Task objective: Restate the records so that not a single word differs.

Natural-language object grounding data
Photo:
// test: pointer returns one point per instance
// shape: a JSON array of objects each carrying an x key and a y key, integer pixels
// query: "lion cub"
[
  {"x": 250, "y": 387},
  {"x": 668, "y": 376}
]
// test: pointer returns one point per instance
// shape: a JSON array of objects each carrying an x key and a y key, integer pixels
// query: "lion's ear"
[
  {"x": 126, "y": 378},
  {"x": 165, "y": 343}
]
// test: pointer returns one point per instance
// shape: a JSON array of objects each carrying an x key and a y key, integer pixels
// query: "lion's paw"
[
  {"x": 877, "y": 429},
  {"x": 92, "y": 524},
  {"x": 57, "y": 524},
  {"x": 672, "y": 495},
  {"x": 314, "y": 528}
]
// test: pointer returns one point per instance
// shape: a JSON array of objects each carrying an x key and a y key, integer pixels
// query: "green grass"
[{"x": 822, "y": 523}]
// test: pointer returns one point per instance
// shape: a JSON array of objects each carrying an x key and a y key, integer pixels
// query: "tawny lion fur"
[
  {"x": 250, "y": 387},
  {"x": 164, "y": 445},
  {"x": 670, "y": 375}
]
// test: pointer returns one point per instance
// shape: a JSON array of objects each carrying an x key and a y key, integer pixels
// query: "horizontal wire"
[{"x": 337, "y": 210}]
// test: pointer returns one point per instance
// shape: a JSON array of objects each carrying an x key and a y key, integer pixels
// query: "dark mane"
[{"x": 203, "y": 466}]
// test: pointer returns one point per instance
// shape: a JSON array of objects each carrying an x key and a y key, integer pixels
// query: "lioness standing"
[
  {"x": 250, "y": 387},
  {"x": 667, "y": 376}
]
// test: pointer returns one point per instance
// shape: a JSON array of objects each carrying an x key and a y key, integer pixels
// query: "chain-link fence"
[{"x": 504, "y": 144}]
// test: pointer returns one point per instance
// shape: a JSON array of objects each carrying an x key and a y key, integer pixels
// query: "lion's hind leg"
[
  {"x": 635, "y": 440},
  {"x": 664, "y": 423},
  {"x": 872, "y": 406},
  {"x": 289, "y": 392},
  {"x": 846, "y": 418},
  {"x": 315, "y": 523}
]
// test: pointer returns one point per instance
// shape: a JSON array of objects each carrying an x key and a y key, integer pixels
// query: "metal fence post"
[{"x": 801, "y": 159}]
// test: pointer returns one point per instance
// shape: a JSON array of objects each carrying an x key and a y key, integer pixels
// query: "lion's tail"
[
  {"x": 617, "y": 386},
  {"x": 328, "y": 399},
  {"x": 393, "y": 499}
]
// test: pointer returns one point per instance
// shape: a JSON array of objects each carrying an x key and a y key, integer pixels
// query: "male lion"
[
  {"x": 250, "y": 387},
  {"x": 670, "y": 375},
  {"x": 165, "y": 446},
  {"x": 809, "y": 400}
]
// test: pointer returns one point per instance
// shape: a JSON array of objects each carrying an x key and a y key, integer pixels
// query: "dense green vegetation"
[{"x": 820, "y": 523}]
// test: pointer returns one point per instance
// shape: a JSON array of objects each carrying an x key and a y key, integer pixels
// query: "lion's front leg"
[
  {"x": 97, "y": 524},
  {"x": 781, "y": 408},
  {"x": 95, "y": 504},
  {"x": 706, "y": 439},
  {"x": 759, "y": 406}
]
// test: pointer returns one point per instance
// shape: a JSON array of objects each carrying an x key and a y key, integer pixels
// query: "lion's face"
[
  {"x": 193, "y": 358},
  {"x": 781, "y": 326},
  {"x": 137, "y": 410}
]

Answer section:
Photo:
// test: pointer returns one point per instance
// shape: a JSON array of objects each carrying an x key and a y key, integer pixels
// query: "lion cub"
[
  {"x": 250, "y": 387},
  {"x": 668, "y": 376}
]
// test: pointer returns one point per instance
// shape: a JSON array of objects each carrying an x key and a y key, integer pixels
// query: "lion's ear"
[
  {"x": 126, "y": 378},
  {"x": 165, "y": 343}
]
// test: pointer returns one point per instance
// shape: a JSON array of objects each carrying an x key and a y key, integer pixels
// query: "lion's paw"
[
  {"x": 877, "y": 429},
  {"x": 92, "y": 524},
  {"x": 57, "y": 524},
  {"x": 672, "y": 495},
  {"x": 314, "y": 528}
]
// test: pointer returns one point per instance
// shape: a JSON array of objects each carrying an x key and a y key, integer pixels
// query: "green grass"
[{"x": 822, "y": 523}]
// test: pointer returns one point per instance
// shape: a JSON array of objects each carrying an x key and a y key, integer pixels
// query: "tawny lion fur"
[
  {"x": 250, "y": 387},
  {"x": 164, "y": 445},
  {"x": 670, "y": 375}
]
// test: pointer returns one point per instance
// shape: a JSON array of objects each carrying an x key and a y key, integer pixels
// query: "horizontal wire"
[{"x": 337, "y": 210}]
// test: pointer returns one point per instance
// shape: a JSON array of objects each carrying an x key and a y key, integer pixels
// query: "dark mane"
[{"x": 203, "y": 466}]
// test: pointer returns one point per instance
// shape: a JSON array of objects each carrying an x key and a y key, integer pixels
// query: "lioness standing"
[
  {"x": 250, "y": 387},
  {"x": 667, "y": 376}
]
// test: pointer returns one point per instance
// shape: a JSON array of objects each carrying an x key and a y key, integer pixels
// query: "chain-link fence"
[{"x": 504, "y": 144}]
// test: pointer returns one point per instance
// shape: a JSON array of objects each carrying an x key and a y key, integer pixels
// query: "lion's hind leg"
[
  {"x": 635, "y": 440},
  {"x": 664, "y": 423},
  {"x": 872, "y": 406},
  {"x": 289, "y": 392},
  {"x": 846, "y": 418},
  {"x": 315, "y": 523}
]
// test: pointer returns one point per instance
// shape: a JSON array of objects each carrying an x key and a y key, integer pixels
// query: "metal fence post"
[{"x": 801, "y": 159}]
// test: pointer returns one point per instance
// shape: a JSON array of objects each carrying an x key and a y key, integer pixels
// query: "lion's tail"
[
  {"x": 617, "y": 386},
  {"x": 328, "y": 399},
  {"x": 393, "y": 499}
]
// test: pointer returns one point per instance
// shape: a JSON array of objects each carrying an x key and a y key, integer pixels
// query: "male lion"
[
  {"x": 250, "y": 387},
  {"x": 670, "y": 375},
  {"x": 165, "y": 446},
  {"x": 809, "y": 400}
]
// test: pointer returns one point per instance
// shape: a JSON array of objects each carrying an x key and a y key, integer pixels
// query: "dense green vegetation"
[{"x": 820, "y": 523}]
// test: pointer returns one point per instance
// shape: a JSON array of objects each carrying an x key and a y key, integer pixels
// query: "lion's front leg"
[
  {"x": 97, "y": 524},
  {"x": 781, "y": 408},
  {"x": 95, "y": 504},
  {"x": 706, "y": 439},
  {"x": 759, "y": 406}
]
// test: pointer returns one point per instance
// shape: a JSON array of objects each carrying an x key and a y key, integer pixels
// query: "lion's face"
[
  {"x": 193, "y": 358},
  {"x": 781, "y": 326},
  {"x": 137, "y": 410}
]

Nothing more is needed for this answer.